__YOUR GOAL__
Repeat the lines from the start through the line containing "212 122 L 212", and only those lines, swapping "belt buckle" for "belt clasp" and changing nothing else. Leave the pictures out.

__RECORDS SHOWN__
▬▬▬▬▬▬▬▬▬▬

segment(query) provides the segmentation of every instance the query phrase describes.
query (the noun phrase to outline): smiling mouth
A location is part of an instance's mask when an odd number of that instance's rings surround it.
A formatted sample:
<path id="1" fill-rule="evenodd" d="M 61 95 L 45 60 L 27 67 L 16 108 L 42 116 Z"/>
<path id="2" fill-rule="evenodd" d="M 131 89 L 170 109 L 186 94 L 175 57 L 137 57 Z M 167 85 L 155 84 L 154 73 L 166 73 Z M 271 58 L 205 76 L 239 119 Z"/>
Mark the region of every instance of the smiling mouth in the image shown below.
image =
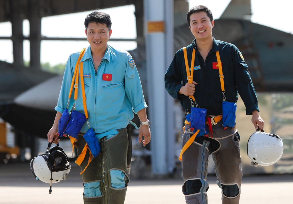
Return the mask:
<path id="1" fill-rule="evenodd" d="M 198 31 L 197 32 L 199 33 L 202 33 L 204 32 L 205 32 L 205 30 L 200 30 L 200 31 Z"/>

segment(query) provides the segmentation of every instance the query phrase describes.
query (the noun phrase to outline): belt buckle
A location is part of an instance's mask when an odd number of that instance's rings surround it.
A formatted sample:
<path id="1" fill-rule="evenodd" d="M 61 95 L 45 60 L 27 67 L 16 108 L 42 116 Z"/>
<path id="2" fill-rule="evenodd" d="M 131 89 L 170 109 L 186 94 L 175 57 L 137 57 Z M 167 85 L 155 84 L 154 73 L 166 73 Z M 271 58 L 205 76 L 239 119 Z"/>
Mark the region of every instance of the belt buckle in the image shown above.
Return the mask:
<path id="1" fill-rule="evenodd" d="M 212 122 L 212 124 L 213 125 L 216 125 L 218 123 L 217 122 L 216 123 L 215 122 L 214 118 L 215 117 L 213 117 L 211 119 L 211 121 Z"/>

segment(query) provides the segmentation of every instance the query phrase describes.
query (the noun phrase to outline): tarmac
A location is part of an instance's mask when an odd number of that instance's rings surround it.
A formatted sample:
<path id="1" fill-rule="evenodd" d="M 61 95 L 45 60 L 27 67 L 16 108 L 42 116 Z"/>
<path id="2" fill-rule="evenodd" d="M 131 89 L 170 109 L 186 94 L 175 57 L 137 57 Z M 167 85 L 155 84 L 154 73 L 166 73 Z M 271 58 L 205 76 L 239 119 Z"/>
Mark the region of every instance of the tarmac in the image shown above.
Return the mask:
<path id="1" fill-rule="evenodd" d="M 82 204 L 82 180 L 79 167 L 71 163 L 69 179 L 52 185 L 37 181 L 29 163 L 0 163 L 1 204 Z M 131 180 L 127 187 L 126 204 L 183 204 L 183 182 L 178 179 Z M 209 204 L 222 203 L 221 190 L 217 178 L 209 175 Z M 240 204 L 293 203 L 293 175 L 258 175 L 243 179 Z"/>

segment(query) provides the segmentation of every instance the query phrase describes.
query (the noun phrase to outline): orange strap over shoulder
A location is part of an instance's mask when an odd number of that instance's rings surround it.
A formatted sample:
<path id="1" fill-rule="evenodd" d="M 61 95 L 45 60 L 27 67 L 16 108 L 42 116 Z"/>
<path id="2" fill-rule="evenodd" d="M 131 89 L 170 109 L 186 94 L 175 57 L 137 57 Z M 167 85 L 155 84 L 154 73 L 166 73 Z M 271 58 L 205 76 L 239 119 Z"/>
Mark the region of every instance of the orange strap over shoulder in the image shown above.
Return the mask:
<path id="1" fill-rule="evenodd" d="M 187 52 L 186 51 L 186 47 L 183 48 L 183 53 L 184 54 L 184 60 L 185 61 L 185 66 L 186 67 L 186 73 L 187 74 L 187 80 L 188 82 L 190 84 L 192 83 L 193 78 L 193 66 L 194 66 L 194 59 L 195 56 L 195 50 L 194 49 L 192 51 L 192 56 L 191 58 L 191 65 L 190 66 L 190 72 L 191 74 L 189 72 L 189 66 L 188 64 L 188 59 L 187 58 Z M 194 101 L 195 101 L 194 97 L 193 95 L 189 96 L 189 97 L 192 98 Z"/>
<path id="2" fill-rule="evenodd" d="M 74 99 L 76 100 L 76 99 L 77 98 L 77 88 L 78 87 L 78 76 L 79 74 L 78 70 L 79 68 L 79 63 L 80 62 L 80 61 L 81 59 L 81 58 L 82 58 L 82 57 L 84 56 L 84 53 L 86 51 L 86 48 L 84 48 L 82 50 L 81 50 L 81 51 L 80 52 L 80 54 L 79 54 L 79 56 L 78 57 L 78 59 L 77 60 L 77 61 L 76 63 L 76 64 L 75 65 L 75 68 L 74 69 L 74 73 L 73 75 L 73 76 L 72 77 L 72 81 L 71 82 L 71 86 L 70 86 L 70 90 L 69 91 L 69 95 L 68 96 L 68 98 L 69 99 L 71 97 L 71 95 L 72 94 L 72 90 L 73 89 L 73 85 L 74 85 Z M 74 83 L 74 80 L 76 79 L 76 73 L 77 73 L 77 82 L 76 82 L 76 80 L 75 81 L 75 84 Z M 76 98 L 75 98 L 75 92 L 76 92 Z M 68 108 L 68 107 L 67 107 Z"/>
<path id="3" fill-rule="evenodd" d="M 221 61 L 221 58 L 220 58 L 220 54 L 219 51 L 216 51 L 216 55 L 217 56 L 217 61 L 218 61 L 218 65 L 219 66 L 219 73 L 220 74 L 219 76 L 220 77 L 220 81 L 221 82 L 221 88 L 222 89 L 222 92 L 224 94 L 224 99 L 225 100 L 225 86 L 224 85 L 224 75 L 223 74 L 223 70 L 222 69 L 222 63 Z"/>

▬▬▬▬▬▬▬▬▬▬

__RESULT FOR THIS EXERCISE__
segment(query) provides the segmentation of every instance the query phrase describes.
query (the noun phrase to outline): smiling mouth
A location is part of an instance's mask when an odd number of that instance's rings surround it.
A formatted sample:
<path id="1" fill-rule="evenodd" d="M 61 95 L 45 60 L 27 67 L 16 108 L 42 116 Z"/>
<path id="2" fill-rule="evenodd" d="M 131 89 L 170 109 L 186 94 L 175 57 L 137 57 Z M 167 85 L 155 84 L 154 73 L 166 73 Z M 271 58 L 205 76 L 239 119 Z"/>
Mark the region of every instance of the smiling mouth in the image shown below.
image =
Return the mask:
<path id="1" fill-rule="evenodd" d="M 198 31 L 197 32 L 199 33 L 202 33 L 204 32 L 205 32 L 205 30 L 200 30 L 200 31 Z"/>

segment(query) provides the segmentation of every instance the query phrase describes.
query (the noun phrase to outline): belt clasp
A location is part of an instance's mask when an odd number of that instance's rings surround it.
A formatted sample:
<path id="1" fill-rule="evenodd" d="M 61 95 L 45 60 L 27 67 L 16 108 L 42 116 Z"/>
<path id="2" fill-rule="evenodd" d="M 131 89 L 170 109 L 186 94 L 175 57 L 137 57 Z M 167 85 L 155 84 L 154 73 L 166 73 Z M 271 58 L 205 76 L 239 119 Z"/>
Mark the region of every instance of the belt clasp in the image shown above.
Return the mask:
<path id="1" fill-rule="evenodd" d="M 212 122 L 212 124 L 213 125 L 216 125 L 218 123 L 217 122 L 216 123 L 215 122 L 214 118 L 215 117 L 213 117 L 211 119 L 211 121 Z"/>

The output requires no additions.